**Vorgegebener Textauszug**
==================================================

Bild: „Die taz ist die geilste Zeitung“, so etwas hat Richard von Weizsäck…
Als ich unlängst dem taz-Kollegen Thomas Hartmann davon erzählte, dass ich
etwas über Fake News schreibe, grinste er und sagte: „Na, da bist du ja der
perfekte Autor“ – und wir erinnerten uns an unsere Fehden über Fake News,
die wir vor über 30 Jahren in der taz ausgetragen hatten.
Thomas war damals der erste Chefredakteur der Zeitung. Ich war für den
Kulturteil zuständig und wollte mir da weder von ihm noch von sonst wem
reinreden lassen. So nahmen wir uns in der Kultur öfter mal die Freiheit,
auch Fakes zu veröffentlichen.

==================================================

**Vorliegendes Material**

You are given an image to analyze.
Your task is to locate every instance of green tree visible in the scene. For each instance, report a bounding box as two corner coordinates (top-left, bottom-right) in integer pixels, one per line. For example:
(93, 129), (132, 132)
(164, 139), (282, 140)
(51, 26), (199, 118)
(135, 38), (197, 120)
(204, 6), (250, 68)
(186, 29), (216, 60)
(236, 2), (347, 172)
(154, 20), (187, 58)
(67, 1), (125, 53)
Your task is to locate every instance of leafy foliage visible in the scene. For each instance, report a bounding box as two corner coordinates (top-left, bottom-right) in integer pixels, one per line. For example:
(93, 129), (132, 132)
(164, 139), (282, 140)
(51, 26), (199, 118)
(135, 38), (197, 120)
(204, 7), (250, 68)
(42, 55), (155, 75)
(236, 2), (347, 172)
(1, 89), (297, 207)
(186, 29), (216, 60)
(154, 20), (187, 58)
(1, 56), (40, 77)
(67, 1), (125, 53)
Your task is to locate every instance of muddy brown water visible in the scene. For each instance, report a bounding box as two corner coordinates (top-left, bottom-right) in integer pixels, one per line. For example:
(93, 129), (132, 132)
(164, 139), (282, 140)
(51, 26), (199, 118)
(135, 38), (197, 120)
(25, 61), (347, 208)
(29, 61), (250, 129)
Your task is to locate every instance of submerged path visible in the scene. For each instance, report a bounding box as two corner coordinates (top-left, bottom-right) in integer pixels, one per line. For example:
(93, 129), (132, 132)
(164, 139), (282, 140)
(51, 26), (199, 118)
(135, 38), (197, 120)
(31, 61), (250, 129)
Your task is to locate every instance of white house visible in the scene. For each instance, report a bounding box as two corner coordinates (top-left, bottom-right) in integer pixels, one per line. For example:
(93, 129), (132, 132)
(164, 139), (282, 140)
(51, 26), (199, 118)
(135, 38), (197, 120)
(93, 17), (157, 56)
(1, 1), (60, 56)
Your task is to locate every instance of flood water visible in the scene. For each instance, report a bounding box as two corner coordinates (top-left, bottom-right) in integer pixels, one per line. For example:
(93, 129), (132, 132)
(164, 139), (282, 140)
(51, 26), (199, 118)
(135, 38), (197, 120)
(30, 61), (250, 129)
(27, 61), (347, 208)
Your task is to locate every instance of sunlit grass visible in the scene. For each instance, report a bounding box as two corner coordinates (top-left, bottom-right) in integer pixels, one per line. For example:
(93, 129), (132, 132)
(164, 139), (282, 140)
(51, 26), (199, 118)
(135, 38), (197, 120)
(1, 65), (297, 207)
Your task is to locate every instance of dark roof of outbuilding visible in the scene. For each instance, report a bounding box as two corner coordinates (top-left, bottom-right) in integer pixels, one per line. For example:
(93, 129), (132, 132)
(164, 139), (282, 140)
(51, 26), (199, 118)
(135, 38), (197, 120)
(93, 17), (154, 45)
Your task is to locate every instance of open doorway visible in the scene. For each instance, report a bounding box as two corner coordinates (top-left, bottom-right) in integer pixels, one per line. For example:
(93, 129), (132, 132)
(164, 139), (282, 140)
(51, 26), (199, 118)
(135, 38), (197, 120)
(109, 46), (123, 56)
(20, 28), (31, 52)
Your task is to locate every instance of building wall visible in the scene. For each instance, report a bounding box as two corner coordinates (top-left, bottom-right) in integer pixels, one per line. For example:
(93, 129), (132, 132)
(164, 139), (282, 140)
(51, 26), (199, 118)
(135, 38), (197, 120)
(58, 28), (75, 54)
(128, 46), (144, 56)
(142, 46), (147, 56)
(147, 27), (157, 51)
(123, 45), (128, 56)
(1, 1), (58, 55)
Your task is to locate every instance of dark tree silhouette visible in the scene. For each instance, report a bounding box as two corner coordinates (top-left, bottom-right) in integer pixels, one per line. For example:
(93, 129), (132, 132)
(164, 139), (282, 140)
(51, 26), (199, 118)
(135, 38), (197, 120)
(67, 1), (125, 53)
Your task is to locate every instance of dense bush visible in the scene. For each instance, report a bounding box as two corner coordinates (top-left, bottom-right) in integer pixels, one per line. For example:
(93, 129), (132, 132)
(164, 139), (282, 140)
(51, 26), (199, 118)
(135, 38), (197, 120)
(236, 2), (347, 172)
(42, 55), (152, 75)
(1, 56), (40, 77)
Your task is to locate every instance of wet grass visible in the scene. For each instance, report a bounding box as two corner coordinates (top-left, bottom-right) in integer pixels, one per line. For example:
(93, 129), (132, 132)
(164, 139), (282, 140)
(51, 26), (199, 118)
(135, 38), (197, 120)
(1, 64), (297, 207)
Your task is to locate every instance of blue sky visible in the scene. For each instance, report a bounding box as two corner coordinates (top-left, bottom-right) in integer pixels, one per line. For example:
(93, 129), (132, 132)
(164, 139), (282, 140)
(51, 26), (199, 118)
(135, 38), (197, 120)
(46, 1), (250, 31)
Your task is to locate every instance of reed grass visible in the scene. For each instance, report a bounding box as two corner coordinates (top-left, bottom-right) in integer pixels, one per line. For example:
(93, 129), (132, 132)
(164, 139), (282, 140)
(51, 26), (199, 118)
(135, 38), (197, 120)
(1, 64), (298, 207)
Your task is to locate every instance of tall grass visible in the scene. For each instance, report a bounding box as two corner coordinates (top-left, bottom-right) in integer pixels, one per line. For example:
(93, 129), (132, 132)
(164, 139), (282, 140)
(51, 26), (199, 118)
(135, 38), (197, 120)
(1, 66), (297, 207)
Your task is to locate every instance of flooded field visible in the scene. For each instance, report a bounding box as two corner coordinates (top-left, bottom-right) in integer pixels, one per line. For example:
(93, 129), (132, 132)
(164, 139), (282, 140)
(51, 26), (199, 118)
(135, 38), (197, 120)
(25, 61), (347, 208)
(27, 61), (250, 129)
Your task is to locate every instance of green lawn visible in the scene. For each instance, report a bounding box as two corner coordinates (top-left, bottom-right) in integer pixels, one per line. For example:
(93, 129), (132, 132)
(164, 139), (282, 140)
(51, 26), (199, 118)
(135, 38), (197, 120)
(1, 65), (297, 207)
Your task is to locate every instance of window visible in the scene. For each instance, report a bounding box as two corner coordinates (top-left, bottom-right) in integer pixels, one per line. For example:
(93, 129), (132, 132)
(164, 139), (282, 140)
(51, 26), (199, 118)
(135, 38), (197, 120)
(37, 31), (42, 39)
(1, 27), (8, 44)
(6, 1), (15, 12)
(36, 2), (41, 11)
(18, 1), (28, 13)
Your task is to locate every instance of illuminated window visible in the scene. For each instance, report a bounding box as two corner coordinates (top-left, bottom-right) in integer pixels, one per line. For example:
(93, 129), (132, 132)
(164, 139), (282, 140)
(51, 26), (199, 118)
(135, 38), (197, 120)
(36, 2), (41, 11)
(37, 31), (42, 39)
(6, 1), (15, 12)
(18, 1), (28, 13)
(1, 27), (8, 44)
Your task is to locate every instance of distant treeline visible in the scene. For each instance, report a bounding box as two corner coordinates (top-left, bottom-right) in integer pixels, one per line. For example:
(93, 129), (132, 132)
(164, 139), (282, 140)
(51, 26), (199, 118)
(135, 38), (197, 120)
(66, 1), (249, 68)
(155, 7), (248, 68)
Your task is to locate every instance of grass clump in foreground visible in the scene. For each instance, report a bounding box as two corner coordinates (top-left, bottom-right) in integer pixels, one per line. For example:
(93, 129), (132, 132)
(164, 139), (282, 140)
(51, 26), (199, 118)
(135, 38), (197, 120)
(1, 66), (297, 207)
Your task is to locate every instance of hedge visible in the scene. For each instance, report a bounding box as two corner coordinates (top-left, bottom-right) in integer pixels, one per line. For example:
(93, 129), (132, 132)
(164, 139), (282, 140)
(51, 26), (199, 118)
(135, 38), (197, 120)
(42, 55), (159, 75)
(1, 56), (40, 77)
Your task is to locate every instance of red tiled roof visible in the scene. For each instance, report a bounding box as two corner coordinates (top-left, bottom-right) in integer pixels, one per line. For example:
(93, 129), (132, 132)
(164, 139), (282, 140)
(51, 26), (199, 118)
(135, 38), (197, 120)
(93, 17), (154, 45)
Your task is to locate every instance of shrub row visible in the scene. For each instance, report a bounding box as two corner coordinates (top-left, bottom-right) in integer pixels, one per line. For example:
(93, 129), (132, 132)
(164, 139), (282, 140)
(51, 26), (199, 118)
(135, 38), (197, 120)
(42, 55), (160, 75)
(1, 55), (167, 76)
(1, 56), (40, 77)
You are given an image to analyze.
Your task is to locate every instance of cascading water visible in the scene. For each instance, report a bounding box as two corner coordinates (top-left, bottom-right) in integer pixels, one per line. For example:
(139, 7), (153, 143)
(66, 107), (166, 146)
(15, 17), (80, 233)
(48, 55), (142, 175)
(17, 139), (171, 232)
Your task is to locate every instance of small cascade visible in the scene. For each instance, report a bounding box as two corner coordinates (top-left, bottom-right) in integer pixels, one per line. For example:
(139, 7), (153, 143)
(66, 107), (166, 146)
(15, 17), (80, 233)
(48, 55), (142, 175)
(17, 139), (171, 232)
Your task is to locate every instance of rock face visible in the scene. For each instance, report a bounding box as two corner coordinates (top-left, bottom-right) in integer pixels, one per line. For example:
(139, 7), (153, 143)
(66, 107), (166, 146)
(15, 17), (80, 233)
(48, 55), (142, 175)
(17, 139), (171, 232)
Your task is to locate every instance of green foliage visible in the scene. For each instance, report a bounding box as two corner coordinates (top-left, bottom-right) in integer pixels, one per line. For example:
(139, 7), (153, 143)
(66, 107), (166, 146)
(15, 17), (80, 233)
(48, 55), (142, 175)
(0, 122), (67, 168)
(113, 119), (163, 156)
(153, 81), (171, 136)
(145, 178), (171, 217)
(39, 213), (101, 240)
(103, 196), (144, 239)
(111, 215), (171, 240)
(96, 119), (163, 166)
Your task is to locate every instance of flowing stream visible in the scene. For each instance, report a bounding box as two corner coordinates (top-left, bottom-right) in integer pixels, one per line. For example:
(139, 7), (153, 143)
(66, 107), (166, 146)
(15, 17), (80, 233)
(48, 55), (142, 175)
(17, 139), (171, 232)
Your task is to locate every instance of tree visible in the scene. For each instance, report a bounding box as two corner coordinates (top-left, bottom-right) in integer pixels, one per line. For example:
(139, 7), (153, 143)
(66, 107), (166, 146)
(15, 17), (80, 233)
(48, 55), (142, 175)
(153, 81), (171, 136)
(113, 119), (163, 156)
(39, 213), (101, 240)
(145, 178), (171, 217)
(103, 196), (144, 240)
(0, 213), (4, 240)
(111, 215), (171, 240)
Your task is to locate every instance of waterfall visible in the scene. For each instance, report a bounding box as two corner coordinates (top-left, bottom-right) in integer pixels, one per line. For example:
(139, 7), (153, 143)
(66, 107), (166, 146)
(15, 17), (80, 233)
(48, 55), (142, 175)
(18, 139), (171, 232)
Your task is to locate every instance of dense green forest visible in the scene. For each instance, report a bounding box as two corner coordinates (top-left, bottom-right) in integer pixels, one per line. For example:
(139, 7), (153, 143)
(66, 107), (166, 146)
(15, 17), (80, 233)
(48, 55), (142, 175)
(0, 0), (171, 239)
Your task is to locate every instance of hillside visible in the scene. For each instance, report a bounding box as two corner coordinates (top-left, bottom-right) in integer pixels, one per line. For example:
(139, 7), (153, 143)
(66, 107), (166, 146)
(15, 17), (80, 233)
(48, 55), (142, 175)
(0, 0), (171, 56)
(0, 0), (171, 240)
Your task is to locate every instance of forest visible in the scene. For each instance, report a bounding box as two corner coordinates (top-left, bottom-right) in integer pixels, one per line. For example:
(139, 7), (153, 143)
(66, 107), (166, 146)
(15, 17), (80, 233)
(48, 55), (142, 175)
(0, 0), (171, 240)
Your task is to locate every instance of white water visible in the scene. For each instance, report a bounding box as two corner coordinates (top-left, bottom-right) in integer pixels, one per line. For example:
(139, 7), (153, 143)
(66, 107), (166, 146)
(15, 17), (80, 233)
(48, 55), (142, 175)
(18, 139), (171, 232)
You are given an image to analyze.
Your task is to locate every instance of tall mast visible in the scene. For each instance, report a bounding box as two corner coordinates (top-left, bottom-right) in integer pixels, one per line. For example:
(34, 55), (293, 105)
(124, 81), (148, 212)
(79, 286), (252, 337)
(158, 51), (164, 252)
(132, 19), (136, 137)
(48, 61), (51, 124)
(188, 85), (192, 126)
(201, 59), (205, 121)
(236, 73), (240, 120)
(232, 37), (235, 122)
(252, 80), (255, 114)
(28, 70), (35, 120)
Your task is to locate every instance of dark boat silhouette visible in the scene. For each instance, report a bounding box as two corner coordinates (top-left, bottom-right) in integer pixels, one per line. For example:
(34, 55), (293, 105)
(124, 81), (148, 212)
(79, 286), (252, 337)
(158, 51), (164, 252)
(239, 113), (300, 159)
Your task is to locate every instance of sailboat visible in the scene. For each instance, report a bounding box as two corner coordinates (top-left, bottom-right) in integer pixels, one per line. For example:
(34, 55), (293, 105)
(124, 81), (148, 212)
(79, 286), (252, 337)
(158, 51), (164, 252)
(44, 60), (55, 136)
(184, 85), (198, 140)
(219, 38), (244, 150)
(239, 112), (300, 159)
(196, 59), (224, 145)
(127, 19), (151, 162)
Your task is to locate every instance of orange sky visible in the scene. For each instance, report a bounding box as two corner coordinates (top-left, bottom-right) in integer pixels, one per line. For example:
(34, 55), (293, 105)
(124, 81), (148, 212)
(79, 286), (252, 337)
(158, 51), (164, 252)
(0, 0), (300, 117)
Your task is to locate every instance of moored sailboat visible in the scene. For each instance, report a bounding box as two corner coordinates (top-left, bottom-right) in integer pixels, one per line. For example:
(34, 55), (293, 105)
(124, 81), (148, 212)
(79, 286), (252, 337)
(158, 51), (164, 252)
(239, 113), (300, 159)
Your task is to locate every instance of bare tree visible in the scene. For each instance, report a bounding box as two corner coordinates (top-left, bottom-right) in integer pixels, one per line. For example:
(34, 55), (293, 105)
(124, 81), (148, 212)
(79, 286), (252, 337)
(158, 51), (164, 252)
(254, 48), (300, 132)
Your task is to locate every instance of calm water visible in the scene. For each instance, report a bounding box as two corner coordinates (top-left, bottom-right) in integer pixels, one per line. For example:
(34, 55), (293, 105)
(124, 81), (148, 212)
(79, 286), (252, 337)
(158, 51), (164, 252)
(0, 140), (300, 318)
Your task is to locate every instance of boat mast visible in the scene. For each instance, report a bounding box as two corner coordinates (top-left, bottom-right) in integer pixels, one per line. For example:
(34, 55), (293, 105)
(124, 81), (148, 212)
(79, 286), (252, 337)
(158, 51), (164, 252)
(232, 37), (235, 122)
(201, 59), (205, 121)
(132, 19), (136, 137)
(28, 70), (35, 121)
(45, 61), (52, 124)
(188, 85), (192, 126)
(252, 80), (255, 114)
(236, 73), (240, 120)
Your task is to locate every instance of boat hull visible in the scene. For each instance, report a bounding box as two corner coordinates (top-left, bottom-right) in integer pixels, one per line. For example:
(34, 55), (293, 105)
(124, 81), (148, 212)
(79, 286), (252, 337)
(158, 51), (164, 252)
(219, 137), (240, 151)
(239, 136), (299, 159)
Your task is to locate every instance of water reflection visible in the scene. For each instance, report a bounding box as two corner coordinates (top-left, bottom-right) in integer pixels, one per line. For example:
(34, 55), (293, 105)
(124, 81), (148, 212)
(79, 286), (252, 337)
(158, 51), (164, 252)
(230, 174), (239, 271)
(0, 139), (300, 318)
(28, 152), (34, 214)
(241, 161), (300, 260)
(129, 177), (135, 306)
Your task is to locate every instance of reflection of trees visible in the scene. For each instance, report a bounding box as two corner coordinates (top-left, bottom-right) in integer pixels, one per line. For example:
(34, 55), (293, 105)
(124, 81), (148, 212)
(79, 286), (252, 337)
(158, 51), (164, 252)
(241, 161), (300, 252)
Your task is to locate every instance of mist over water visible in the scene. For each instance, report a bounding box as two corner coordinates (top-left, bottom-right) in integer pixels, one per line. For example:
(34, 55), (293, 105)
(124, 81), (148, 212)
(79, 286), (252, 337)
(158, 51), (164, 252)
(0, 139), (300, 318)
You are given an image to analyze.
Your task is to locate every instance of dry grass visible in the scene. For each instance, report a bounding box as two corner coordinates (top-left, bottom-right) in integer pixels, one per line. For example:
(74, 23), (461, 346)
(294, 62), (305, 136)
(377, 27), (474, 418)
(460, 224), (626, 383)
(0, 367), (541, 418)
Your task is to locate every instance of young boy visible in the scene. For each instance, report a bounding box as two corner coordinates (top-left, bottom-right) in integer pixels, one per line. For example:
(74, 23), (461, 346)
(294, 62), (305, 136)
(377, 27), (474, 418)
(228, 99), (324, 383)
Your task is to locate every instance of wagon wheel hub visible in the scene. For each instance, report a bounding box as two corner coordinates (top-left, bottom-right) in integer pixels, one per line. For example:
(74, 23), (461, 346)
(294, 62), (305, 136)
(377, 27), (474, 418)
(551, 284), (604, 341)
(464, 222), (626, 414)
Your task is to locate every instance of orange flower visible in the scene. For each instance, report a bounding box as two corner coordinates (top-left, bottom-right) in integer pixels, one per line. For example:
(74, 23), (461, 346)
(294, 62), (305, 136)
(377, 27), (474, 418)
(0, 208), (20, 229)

==================================================

**Anweisung A**
Wie lautet der Abschnitt von „Bild: „Die taz“ bis einschließlich „taz ausgetragen hatten.“ aus dem Textauszug über die taz, wenn man darin „Fehden“ gegen „Streitigkeiten“ tauscht?
**Anweisung B**
Kannst du den Absatz aus dem Textauszug über die taz, der mit „Thomas war damals“ beginnt, kürzer fassen und dabei seine wesentlichen Fakten behalten?

**Schriftliche Antwort A**
Bild: „Die taz ist die geilste Zeitung“, so etwas hat Richard von Weizsäck…
Als ich unlängst dem taz-Kollegen Thomas Hartmann davon erzählte, dass ich
etwas über Fake News schreibe, grinste er und sagte: „Na, da bist du ja der
perfekte Autor“ – und wir erinnerten uns an unsere Streitigkeiten über Fake News,
die wir vor über 30 Jahren in der taz ausgetragen hatten.

**Schriftliche Antwort B**
Thomas war damals erster Chefredakteur der Zeitung. Ich war für den Kulturteil zuständig und ließ mir von niemandem reinreden. So veröffentlichten wir in der Kultur öfter auch Fakes.